» Pflichtaufgaben
1) In welchem Jahr fand laut der Rezension der Internationale Kongress in Istanbul zu Ehren von Ibn Ruschd statt?
2) Schreiben Sie aus der Rezension alles ab, was von „Als 1998 bei“ bis hinunter zu „die Republik ablehnte.“ reicht.

Frankfurter Allgemeine Zeitung - Rezension
Frankfurter Allgemeine Zeitung | Besprechung von 09.10.2004

Warnung vor der Türkei
Orhan Pamuks neuer Roman: Panik in Anatolien

Als 1998 bei dem Internationalen Kongreß in Istanbul zu Ehren des Philosophen Ibn Ruschd (Averroes, gestorben 1198) eine Gruppe von Studentinnen trotz des Kopftuch-Verbotes innerhalb der Universität den Hörsaal mit Kopftüchern betrat, war man etwas peinlich berührt. Denn es war doch gerade Averroes, ein Aufklärer unter den islamischen Philosophen, der für die Gleichberechtigung der Frau und für den Primat der Vernunft eingetreten war. Als diese Studentinnen, während man die türkische Nationalhymne sang, dann auch noch demonstrativ schwiegen und sich nicht von ihren Stühlen erhoben, wurde im Saal gemurrt, denn jetzt war deutlich geworden, daß sie nicht nur fromme Musliminnen waren, sondern auch einen politischen Islam demonstrierten, der die Republik ablehnte.

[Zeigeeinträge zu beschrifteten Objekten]
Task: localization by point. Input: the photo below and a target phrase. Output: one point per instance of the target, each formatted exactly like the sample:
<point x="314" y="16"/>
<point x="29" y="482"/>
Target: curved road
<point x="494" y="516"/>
* * *
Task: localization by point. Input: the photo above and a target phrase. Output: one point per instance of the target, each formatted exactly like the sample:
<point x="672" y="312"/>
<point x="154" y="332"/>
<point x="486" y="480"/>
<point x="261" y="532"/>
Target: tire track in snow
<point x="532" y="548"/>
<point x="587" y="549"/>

» Lösungsübersicht
1) 1998

2)
Als 1998 bei dem Internationalen Kongreß in Istanbul zu Ehren des Philosophen Ibn Ruschd (Averroes, gestorben 1198) eine Gruppe von Studentinnen trotz des Kopftuch-Verbotes innerhalb der Universität den Hörsaal mit Kopftüchern betrat, war man etwas peinlich berührt. Denn es war doch gerade Averroes, ein Aufklärer unter den islamischen Philosophen, der für die Gleichberechtigung der Frau und für den Primat der Vernunft eingetreten war. Als diese Studentinnen, während man die türkische Nationalhymne sang, dann auch noch demonstrativ schwiegen und sich nicht von ihren Stühlen erhoben, wurde im Saal gemurrt, denn jetzt war deutlich geworden, daß sie nicht nur fromme Musliminnen waren, sondern auch einen politischen Islam demonstrierten, der die Republik ablehnte.